╭─ Document text

UNICEF: 4 million children pushed into poverty by Ukraine War

 
Recently, UNICEF published a paper titled "The Impact of the War in Ukraine and Subsequent Economic Downturn on Child Poverty in Eastern Europe."
 
Key Points
  • The report assessed the economic impact of the Ukraine war by studying 22 countries in Eastern Europe and Central Asia.
  • The Ukraine War and consequent inflation have driven an additional 4 million children across the region into poverty. This is a 19 per cent increase since 2021.
  • It found that 25 per cent of the population in the region is children. However, they account for nearly 40 per cent of the additional 10.4 million people who are suffering from poverty in 2022.
  • Russia has experienced the highest increase in children living in poverty, with 2.8 million more children currently living in BPL households.
  • Ukraine hosts the second-largest share of children living in poverty.
  • The sharp spike in child poverty can result in 4,500 more children losing their lives before their first birthday and 1,17,000 more children dropping out of school this year.

╰─
╭─ Source information

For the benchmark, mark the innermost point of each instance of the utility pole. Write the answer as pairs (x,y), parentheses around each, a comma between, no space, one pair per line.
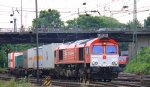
(21,18)
(15,27)
(135,26)
(37,41)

╰─

__Task list__:
a. Print the passage from the article on child poverty and the Ukraine war, starting at "UNICEF: 4 million" and running up to and including "increase since 2021.".
b. Proceed with the article on child poverty and the Ukraine war, picking up after its final sentence.

__Answers to the problems__:
a.
UNICEF: 4 million children pushed into poverty by Ukraine War

 
Recently, UNICEF published a paper titled "The Impact of the War in Ukraine and Subsequent Economic Downturn on Child Poverty in Eastern Europe."
 
Key Points
  • The report assessed the economic impact of the Ukraine war by studying 22 countries in Eastern Europe and Central Asia.
  • The Ukraine War and consequent inflation have driven an additional 4 million children across the region into poverty. This is a 19 per cent increase since 2021.

b.
  • The economic crisis caused by the Ukraine war can create a risk of children facing abuse, exploitation, violence, and child marriage.
  • Childhood poverty has long-term consequences since one in three children born and raised in poverty live their adult lives in poverty, resulting in an intergenerational cycle of hardship and deprivation.
  • The issue of poverty is exacerbated by the government’s reduction in public expenditure, increased consumption of taxes, and austerity measures seeking to limit economic growth for a short period of time.
  • The report recommends various measures to mitigate the child poverty crisis:
  • Provide universal cash benefits for children and minimum income security for vulnerable families
  • Expand social assistance to all families with children in need, including refugees
  • Protect social welfare initiatives, especially those targeting vulnerable children and families
  • Protect and support the delivery of health, nutrition, and social care services to pregnant women, infants, and pre-schoolers.
  • Regulate prices of basic food items for families.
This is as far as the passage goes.